**PROBLEM STATEMENT:** Write out all the material exactly. Leave nothing out.

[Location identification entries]
━━━━━━━━━━━━━━━━━━━━
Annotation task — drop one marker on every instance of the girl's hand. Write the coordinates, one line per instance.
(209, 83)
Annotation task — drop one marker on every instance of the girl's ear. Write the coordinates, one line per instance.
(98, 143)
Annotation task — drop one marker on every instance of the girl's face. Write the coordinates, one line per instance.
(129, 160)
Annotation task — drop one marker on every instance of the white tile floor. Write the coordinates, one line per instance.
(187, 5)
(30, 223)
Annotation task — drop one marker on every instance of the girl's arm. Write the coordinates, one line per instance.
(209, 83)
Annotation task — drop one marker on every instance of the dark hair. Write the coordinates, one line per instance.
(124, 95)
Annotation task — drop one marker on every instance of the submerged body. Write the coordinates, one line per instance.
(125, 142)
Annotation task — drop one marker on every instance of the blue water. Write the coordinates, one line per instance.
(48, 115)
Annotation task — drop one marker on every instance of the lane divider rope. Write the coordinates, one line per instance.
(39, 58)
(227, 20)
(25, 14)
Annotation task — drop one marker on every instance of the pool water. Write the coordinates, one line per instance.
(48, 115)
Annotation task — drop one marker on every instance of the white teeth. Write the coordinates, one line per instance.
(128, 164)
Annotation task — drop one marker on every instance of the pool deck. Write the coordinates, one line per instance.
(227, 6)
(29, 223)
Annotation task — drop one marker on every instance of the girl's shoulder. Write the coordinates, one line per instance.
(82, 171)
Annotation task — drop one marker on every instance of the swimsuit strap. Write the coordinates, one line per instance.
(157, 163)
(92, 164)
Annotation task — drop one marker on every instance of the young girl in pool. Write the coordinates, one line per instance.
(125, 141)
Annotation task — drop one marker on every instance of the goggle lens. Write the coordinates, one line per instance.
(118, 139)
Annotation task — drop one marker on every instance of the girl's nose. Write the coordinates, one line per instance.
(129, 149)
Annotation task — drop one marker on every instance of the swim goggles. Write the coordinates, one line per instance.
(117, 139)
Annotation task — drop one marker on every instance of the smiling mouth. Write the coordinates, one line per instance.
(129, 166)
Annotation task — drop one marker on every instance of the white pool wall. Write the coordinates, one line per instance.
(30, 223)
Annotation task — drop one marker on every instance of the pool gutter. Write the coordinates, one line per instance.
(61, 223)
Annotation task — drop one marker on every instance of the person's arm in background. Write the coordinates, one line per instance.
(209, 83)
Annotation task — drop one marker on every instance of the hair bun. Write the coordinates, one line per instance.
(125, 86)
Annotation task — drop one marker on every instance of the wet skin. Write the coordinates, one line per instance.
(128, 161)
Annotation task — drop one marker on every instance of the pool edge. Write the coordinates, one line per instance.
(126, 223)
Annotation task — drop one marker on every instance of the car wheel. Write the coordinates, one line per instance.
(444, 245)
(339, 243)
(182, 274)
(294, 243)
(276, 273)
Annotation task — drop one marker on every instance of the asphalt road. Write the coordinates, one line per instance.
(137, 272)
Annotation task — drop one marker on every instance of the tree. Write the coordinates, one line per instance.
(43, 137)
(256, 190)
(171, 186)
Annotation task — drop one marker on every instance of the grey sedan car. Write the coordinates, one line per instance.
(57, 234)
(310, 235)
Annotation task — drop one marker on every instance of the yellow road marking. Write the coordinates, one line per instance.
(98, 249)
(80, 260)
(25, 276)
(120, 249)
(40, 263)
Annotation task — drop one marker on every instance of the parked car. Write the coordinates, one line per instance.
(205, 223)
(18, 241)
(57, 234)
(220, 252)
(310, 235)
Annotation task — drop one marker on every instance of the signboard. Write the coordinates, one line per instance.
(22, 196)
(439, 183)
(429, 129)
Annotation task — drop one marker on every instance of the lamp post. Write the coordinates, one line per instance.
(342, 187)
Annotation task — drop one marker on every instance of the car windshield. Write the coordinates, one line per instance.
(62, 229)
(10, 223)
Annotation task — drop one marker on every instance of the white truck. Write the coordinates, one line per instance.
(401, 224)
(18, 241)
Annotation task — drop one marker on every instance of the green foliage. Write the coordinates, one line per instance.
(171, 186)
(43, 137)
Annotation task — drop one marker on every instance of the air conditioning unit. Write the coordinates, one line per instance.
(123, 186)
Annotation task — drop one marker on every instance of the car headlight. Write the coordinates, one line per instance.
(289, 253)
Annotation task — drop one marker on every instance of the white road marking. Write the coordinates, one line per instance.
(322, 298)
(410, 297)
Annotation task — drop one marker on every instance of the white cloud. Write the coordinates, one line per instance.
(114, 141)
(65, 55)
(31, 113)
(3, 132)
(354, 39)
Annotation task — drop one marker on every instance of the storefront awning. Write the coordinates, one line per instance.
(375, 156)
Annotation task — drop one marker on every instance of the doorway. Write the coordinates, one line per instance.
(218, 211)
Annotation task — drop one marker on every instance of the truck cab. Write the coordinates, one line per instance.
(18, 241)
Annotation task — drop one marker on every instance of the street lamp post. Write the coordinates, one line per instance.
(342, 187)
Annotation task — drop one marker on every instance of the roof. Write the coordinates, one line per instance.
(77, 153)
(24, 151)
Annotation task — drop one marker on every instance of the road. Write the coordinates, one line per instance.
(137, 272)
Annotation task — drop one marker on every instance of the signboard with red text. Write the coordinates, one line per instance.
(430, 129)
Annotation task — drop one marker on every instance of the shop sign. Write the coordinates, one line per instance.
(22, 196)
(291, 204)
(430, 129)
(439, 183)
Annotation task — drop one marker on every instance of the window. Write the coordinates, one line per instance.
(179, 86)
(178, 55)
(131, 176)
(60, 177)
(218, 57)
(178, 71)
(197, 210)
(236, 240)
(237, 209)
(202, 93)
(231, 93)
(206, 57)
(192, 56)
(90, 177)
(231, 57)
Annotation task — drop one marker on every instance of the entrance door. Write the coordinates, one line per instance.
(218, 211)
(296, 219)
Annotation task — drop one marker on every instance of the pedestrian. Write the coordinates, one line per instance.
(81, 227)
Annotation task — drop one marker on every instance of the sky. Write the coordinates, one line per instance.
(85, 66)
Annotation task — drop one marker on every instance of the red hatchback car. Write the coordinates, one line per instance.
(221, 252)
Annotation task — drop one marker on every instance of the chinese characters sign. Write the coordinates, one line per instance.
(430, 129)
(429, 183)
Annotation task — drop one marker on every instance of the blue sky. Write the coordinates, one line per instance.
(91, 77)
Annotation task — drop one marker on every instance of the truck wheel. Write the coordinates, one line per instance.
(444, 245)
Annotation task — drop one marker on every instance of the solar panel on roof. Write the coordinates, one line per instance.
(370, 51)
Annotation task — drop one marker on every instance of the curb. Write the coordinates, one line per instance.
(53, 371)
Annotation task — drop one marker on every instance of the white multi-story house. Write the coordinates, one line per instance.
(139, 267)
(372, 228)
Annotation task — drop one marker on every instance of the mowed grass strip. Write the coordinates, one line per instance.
━━━━━━━━━━━━━━━━━━━━
**ANSWER FOR THIS EXERCISE:**
Annotation task — drop one marker on every instance of the girl's hand. Write the coordinates, one line per instance.
(209, 83)
Annotation task — drop one marker on every instance of the girl's ear. Write the coordinates, one line per instance.
(98, 143)
Annotation task — drop one marker on every instance of the girl's face. Write the coordinates, one line per instance.
(129, 160)
Annotation task — drop one marker on every instance of the white tile floor. Write the coordinates, one line per instance.
(187, 5)
(30, 223)
Annotation task — drop one marker on every instance of the girl's arm. Write the coordinates, one line per instance.
(209, 83)
Annotation task — drop one marker on every instance of the dark hair. Write the coordinates, one line per instance.
(124, 95)
Annotation task — drop one marker on every instance of the submerged body. Write the coordinates, one line per instance.
(125, 142)
Annotation task — drop one marker on every instance of the blue water. Write the coordinates, one line per instance.
(48, 115)
Annotation task — drop one marker on every instance of the lane divider rope. Write the coordinates, one line per instance.
(39, 58)
(227, 20)
(25, 14)
Annotation task — drop one marker on every instance of the pool water. Write the coordinates, one line per instance.
(48, 115)
Annotation task — drop one marker on every instance of the white teeth. Write the coordinates, one line per instance.
(128, 164)
Annotation task — drop one marker on every instance of the pool deck. Write the coordinates, one line per instance.
(227, 6)
(29, 223)
Annotation task — drop one marker on every instance of the girl's shoulder. Write the coordinates, one line per instance.
(82, 171)
Annotation task — drop one marker on every instance of the swimsuit strap. Write the coordinates, one line per instance.
(157, 163)
(92, 164)
Annotation task — drop one marker on every instance of the young girl in pool. Write the coordinates, one line per instance.
(125, 141)
Annotation task — drop one marker on every instance of the goggle lens. Write the coordinates, one line per instance.
(118, 139)
Annotation task — drop one marker on every instance of the girl's nose. Write the coordinates, one line per instance.
(129, 149)
Annotation task — drop one marker on every instance of the swim goggles. Write the coordinates, one line per instance.
(117, 139)
Annotation task — drop one marker on every instance of the smiling mouth. Write the coordinates, one line per instance.
(129, 166)
Annotation task — drop one marker on every instance of the white pool wall. Write the coordinates, one line per instance.
(30, 223)
Annotation task — drop one marker on every instance of the pool gutter. Write the coordinates, one line per instance.
(61, 223)
Annotation task — drop one marker on every instance of the person's arm in background. Write the coordinates, one line per instance.
(209, 83)
Annotation task — drop one marker on every instance of the hair bun. Write the coordinates, one line per instance.
(125, 86)
Annotation task — drop one marker on every instance of the wet skin. Write the coordinates, one line per instance.
(128, 161)
Annotation task — drop one marker on every instance of the pool edge. Write the coordinates, one line per instance.
(126, 223)
Annotation task — drop one marker on every instance of the car wheel. Write the coordinates, one line per instance.
(444, 245)
(339, 243)
(182, 274)
(294, 243)
(276, 273)
Annotation task — drop one marker on every instance of the asphalt road. Write the coordinates, one line per instance.
(137, 272)
Annotation task — drop one marker on every instance of the tree. Write the coordinates, one line per instance.
(43, 137)
(256, 190)
(171, 186)
Annotation task — drop one marker on every instance of the grey sedan car. Write the coordinates, one line per instance.
(57, 234)
(310, 235)
Annotation task — drop one marker on every instance of the yellow road marking. Write the coordinates, one line per instance.
(98, 249)
(80, 260)
(25, 276)
(120, 249)
(40, 263)
Annotation task — drop one marker on every instance of the parked car. Write the coordinates, one line per instance.
(205, 223)
(18, 241)
(57, 234)
(220, 252)
(310, 235)
Annotation task — drop one marker on every instance of the signboard. Write the coordinates, one line per instance.
(22, 196)
(439, 183)
(429, 129)
Annotation task — drop one marker on every instance of the lamp post. Write the coordinates, one line per instance.
(342, 187)
Annotation task — drop one marker on every instance of the car windshield. Write the coordinates, one line per instance.
(62, 229)
(10, 223)
Annotation task — drop one marker on every instance of the white truck. Write the coordinates, one line per instance.
(401, 224)
(18, 241)
Annotation task — drop one marker on every instance of the green foliage. Write the coordinates, one line per instance.
(171, 186)
(43, 137)
Annotation task — drop one marker on every instance of the air conditioning unit. Write the coordinates, one line per instance.
(123, 186)
Annotation task — drop one marker on every instance of the car headlight. Write the coordinates, one line per instance.
(289, 253)
Annotation task — drop one marker on every instance of the white road marking. Write the coordinates, one line per instance.
(322, 298)
(410, 297)
Annotation task — drop one marker on every instance of the white cloud. Write the coordinates, one line per instance.
(114, 141)
(65, 55)
(31, 113)
(3, 132)
(354, 39)
Annotation task — drop one marker on every instance of the storefront awning. Write the coordinates, one line per instance.
(375, 156)
Annotation task — drop one marker on every instance of the doorway. Write the coordinates, one line per instance.
(218, 211)
Annotation task — drop one marker on every instance of the truck cab. Write the coordinates, one line per instance.
(18, 241)
Annotation task — drop one marker on every instance of the street lamp post. Write the coordinates, one line per instance.
(342, 187)
Annotation task — drop one marker on every instance of the roof. Write the coordinates, one line per instance.
(77, 153)
(24, 151)
Annotation task — drop one marker on every instance of the road. Write the coordinates, one line per instance.
(137, 272)
Annotation task — drop one marker on every instance of the signboard with red text. Write the coordinates, one line per instance.
(430, 129)
Annotation task — drop one marker on every instance of the shop sign. Write the coordinates, one line per instance.
(22, 196)
(291, 204)
(430, 129)
(439, 183)
Annotation task — drop one marker on every instance of the window. Write the coordinates, one line per instance.
(179, 86)
(178, 55)
(131, 176)
(60, 177)
(218, 57)
(178, 71)
(197, 210)
(236, 240)
(237, 209)
(202, 93)
(231, 93)
(206, 57)
(192, 56)
(90, 177)
(231, 57)
Annotation task — drop one marker on every instance of the entrance door. Write the coordinates, one line per instance.
(218, 211)
(296, 219)
Annotation task — drop one marker on every instance of the pedestrian. Write the coordinates, one line per instance.
(81, 227)
Annotation task — drop one marker on every instance of the sky. Write the coordinates, one line per instance.
(85, 66)
Annotation task — drop one marker on every instance of the red hatchback car. Write the coordinates, one line per instance.
(221, 252)
Annotation task — drop one marker on every instance of the chinese characters sign. Write the coordinates, one line per instance.
(430, 129)
(429, 183)
Annotation task — drop one marker on every instance of the blue sky. Write the coordinates, one line per instance.
(91, 77)
Annotation task — drop one marker on every instance of the truck wheel. Write the coordinates, one line per instance.
(444, 245)
Annotation task — drop one marker on every instance of the solar panel on roof. Write the coordinates, one line per instance.
(370, 51)
Annotation task — drop one marker on every instance of the curb. Write the coordinates, one line per instance.
(53, 371)
Annotation task — drop one marker on every instance of the white multi-story house. Write the coordinates, one line per instance.
(139, 267)
(372, 228)
Annotation task — drop one marker on every instance of the mowed grass strip. Write the coordinates, one line per instance.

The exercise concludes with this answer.